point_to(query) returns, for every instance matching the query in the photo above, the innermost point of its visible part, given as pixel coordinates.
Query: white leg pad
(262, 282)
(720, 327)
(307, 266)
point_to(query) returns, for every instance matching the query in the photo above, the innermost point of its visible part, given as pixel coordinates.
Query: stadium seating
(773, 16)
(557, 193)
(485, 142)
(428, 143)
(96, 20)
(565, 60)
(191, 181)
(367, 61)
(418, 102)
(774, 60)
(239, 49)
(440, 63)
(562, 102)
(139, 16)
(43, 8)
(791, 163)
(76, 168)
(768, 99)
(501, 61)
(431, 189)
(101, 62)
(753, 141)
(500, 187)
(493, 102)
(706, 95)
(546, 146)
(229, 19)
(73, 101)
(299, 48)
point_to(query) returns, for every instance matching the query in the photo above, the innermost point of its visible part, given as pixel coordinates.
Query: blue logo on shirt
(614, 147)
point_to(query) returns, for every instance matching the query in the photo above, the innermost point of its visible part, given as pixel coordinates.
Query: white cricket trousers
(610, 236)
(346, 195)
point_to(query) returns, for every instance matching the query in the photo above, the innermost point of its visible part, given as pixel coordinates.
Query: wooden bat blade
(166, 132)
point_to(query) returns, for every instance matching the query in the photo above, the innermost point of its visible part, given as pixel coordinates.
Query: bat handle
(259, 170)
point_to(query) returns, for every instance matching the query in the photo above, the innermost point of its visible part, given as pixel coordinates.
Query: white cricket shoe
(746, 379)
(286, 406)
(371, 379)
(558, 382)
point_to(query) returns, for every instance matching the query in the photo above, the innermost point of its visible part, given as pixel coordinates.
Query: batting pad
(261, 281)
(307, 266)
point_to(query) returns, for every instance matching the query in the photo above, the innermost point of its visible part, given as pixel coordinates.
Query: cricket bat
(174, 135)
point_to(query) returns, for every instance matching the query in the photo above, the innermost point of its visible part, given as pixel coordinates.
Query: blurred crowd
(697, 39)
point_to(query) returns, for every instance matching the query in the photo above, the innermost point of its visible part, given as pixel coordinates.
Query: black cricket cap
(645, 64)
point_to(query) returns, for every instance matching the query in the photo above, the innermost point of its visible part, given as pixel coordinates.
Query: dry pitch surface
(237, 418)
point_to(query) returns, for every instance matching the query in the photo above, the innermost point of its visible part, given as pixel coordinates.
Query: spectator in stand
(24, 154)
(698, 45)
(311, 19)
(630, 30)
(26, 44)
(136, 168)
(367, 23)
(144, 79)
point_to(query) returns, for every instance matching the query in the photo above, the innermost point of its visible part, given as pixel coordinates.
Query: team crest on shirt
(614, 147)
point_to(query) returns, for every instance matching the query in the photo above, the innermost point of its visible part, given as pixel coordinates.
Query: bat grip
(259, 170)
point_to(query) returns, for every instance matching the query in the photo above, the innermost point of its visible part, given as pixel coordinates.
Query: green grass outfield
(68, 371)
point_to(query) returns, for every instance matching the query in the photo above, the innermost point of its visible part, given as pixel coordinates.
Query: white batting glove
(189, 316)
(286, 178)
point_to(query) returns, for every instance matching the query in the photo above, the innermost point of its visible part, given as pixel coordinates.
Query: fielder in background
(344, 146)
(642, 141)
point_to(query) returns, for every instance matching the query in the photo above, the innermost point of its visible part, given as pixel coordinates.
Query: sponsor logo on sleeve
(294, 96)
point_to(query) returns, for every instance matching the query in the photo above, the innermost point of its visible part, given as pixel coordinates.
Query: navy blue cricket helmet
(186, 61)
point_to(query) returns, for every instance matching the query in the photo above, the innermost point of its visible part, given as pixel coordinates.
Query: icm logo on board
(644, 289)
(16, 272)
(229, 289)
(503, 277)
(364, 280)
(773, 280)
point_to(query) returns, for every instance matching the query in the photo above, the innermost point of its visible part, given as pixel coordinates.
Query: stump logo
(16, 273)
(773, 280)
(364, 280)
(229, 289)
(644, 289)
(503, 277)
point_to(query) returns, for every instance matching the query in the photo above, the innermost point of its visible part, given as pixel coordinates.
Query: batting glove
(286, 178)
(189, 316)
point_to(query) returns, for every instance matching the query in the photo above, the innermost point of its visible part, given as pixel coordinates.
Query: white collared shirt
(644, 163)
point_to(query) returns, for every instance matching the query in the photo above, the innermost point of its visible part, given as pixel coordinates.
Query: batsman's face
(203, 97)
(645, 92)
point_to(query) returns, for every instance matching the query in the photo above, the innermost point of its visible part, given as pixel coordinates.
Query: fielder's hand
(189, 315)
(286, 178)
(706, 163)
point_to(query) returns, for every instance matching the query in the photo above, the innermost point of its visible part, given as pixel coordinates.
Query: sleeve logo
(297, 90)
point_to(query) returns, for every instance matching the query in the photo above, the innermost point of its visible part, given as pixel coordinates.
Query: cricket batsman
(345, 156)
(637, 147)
★ ★ ★ ★ ★ ★ ★
## Problem description
Exactly as they are written, print the entries again.

## Correct answer
point_to(query) returns, for every instance matching the query in the photo above, the innermost point of its visible part, given as pixel coordinates.
Query: white leg pad
(262, 282)
(720, 327)
(307, 266)
point_to(query) returns, for every instance matching the query in the photo above, the innermost point of its visible part, given as pixel coordinates.
Query: stadium seating
(773, 16)
(557, 193)
(485, 142)
(428, 143)
(96, 20)
(565, 60)
(191, 181)
(367, 61)
(418, 102)
(774, 60)
(239, 49)
(440, 63)
(562, 102)
(139, 16)
(43, 8)
(791, 163)
(76, 168)
(768, 99)
(501, 61)
(431, 189)
(101, 62)
(753, 141)
(500, 187)
(493, 102)
(706, 95)
(546, 146)
(229, 19)
(73, 101)
(299, 48)
point_to(query) returns, for every instance matching the query in the photo above, the innermost point of its visible part, given as pixel coordinates.
Query: blue logo on shirt
(614, 147)
point_to(query) returns, for every instance matching the query in the photo above, the innermost point of its visible part, given as pixel coordinates.
Query: white cricket trousers
(610, 236)
(346, 195)
point_to(query) returns, for every instance matching the query in the photo above, the innermost point of its visible part, given as pixel coordinates.
Query: wooden bat blade
(166, 132)
point_to(query) returns, for every instance matching the query in the photo above, the innermost point of its visible part, given as pixel coordinates.
Query: bat handle
(259, 170)
point_to(query) returns, for every instance matching the query in the photo above, the innermost point of its visible part, given as pixel coordinates.
Query: white cricket shoe
(746, 379)
(286, 406)
(371, 379)
(558, 382)
point_to(query) returns, for every instance matching the query in the photo above, the innermost point of its visible part, given as pixel coordinates.
Query: batting pad
(261, 281)
(307, 266)
point_to(query) returns, for every instance matching the query in the photo above, the innermost point of its visible part, given as pixel coordinates.
Query: cricket bat
(174, 135)
point_to(query) returns, for every instance matching the query in the photo above, the innermost point of its visible part, given as pixel coordinates.
Query: blurred crowd
(697, 39)
point_to(query) returns, for every instance matching the query in the photo above, the innermost point of its visible part, given as pixel coordinates.
Query: black cricket cap
(645, 64)
point_to(query) returns, for every instance matching the query in the photo above, the innermost point of its visible part, given as pixel coordinates.
Query: dry pitch surface
(237, 418)
point_to(query) returns, for every instance matching the query in the photo above, the innermost point of its visible part, given as pixel coordinates.
Query: spectator in stand
(24, 154)
(698, 45)
(311, 19)
(630, 30)
(26, 44)
(136, 168)
(367, 23)
(144, 79)
point_to(query) returns, for every instance matching the query in the photo above, the innermost point of its visible part, given as pixel coordinates.
Query: team crest on shirt
(614, 147)
point_to(query) returns, for every instance matching the query in the photo above, the innermost point of its visible part, given as pixel coordinates.
Query: bat grip
(259, 170)
point_to(query) returns, for every instance matching the query in the photo above, the innermost point of its visible part, given as pixel coordinates.
Query: green grass outfield
(68, 371)
point_to(query) returns, for every instance matching the query in the photo above, the innermost point of its visible part, given as pixel coordinates.
Query: white batting glove
(189, 316)
(286, 178)
point_to(query) returns, for every instance matching the query in the photo above, the innermost point of its visible part, given as pixel coordinates.
Query: fielder in background
(344, 146)
(642, 141)
point_to(query) returns, for every instance matching the query in the photo above, the innermost point of its visible part, given as pixel coordinates.
Query: sponsor logo on sleeve
(294, 96)
point_to(query) returns, for every instance matching the query in the photo above, the innermost point of its visible part, given as pixel coordinates.
Query: navy blue cricket helmet
(186, 61)
point_to(query) returns, for every instance matching the query in the photo above, the innermost point of its visible part, given as pixel coordinates.
Query: icm logo on board
(644, 289)
(16, 272)
(229, 289)
(503, 277)
(364, 280)
(773, 280)
point_to(query) returns, for every instance matching the query in the photo above, the innermost point of its visible part, given as pixel coordinates.
Query: stump logo
(16, 273)
(773, 280)
(364, 280)
(229, 289)
(644, 289)
(503, 277)
point_to(query) returns, for every instance matching the query in the photo above, the innermost point of its visible part, given as pixel coordinates.
Query: batting glove
(286, 178)
(189, 316)
point_to(query) returns, for every instance matching the query in the photo above, the innermost point of its visible part, given as pixel coordinates.
Query: white collared shirt
(644, 163)
point_to(query) returns, for every instance matching the query in the photo above, the innermost point of its visible part, given as pixel coordinates.
Query: batsman's face
(203, 97)
(645, 92)
point_to(query) returns, for every instance matching the query in the photo above, the innermost point of its visible part, given as pixel coordinates.
Query: fielder's hand
(189, 315)
(286, 178)
(706, 163)
point_to(query) returns, for every instance matching the query in the photo above, the innermost point of its visible part, given as pixel coordinates.
Query: sleeve logo
(297, 90)
point_to(query) returns, for every instance matching the query in the photo above, the innermost point of its visible part, given as pixel coordinates.
Query: cricket batsman
(345, 156)
(637, 147)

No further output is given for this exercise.